*** Block opens ***

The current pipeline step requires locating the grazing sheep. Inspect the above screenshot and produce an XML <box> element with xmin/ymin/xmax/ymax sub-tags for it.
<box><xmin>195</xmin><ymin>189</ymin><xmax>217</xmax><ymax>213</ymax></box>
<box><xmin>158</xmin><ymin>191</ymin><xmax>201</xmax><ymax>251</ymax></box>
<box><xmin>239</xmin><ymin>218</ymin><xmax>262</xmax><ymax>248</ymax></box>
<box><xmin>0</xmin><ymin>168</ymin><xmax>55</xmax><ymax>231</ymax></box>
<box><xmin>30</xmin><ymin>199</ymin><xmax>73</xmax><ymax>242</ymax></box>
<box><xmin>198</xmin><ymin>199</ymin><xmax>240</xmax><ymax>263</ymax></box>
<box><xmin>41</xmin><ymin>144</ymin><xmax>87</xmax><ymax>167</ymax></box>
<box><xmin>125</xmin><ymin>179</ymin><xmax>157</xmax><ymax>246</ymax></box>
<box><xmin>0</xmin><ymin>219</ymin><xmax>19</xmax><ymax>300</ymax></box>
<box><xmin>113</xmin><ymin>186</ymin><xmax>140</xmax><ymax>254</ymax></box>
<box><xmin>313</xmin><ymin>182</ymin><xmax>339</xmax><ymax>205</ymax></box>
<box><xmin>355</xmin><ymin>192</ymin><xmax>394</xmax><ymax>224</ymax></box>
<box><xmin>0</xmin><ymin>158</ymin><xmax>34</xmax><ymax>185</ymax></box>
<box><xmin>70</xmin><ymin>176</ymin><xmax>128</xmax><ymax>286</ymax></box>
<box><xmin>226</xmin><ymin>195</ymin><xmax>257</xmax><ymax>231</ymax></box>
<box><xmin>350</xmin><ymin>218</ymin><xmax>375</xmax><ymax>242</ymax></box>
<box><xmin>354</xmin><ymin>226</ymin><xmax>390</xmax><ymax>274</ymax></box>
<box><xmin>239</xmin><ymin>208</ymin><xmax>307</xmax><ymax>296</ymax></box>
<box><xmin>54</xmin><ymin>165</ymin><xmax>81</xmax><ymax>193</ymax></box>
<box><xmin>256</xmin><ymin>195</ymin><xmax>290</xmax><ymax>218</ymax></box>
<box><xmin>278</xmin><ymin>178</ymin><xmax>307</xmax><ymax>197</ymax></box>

*** Block closes ***

▶ Work instructions
Set down every entry again, word for word.

▶ Expected answer
The current pipeline step requires locating the grazing sheep. Inspect the above screenshot and produce an XML <box> element with xmin/ymin/xmax/ymax sub-tags for it.
<box><xmin>195</xmin><ymin>189</ymin><xmax>217</xmax><ymax>213</ymax></box>
<box><xmin>158</xmin><ymin>191</ymin><xmax>201</xmax><ymax>251</ymax></box>
<box><xmin>239</xmin><ymin>218</ymin><xmax>262</xmax><ymax>248</ymax></box>
<box><xmin>0</xmin><ymin>168</ymin><xmax>55</xmax><ymax>231</ymax></box>
<box><xmin>30</xmin><ymin>199</ymin><xmax>73</xmax><ymax>242</ymax></box>
<box><xmin>198</xmin><ymin>199</ymin><xmax>240</xmax><ymax>263</ymax></box>
<box><xmin>41</xmin><ymin>144</ymin><xmax>87</xmax><ymax>167</ymax></box>
<box><xmin>125</xmin><ymin>179</ymin><xmax>157</xmax><ymax>246</ymax></box>
<box><xmin>0</xmin><ymin>219</ymin><xmax>19</xmax><ymax>300</ymax></box>
<box><xmin>113</xmin><ymin>186</ymin><xmax>140</xmax><ymax>254</ymax></box>
<box><xmin>313</xmin><ymin>182</ymin><xmax>339</xmax><ymax>205</ymax></box>
<box><xmin>355</xmin><ymin>192</ymin><xmax>394</xmax><ymax>224</ymax></box>
<box><xmin>0</xmin><ymin>158</ymin><xmax>34</xmax><ymax>185</ymax></box>
<box><xmin>70</xmin><ymin>176</ymin><xmax>128</xmax><ymax>286</ymax></box>
<box><xmin>226</xmin><ymin>195</ymin><xmax>257</xmax><ymax>231</ymax></box>
<box><xmin>350</xmin><ymin>218</ymin><xmax>375</xmax><ymax>242</ymax></box>
<box><xmin>354</xmin><ymin>226</ymin><xmax>390</xmax><ymax>274</ymax></box>
<box><xmin>239</xmin><ymin>208</ymin><xmax>307</xmax><ymax>296</ymax></box>
<box><xmin>54</xmin><ymin>165</ymin><xmax>81</xmax><ymax>193</ymax></box>
<box><xmin>256</xmin><ymin>195</ymin><xmax>290</xmax><ymax>218</ymax></box>
<box><xmin>278</xmin><ymin>178</ymin><xmax>307</xmax><ymax>197</ymax></box>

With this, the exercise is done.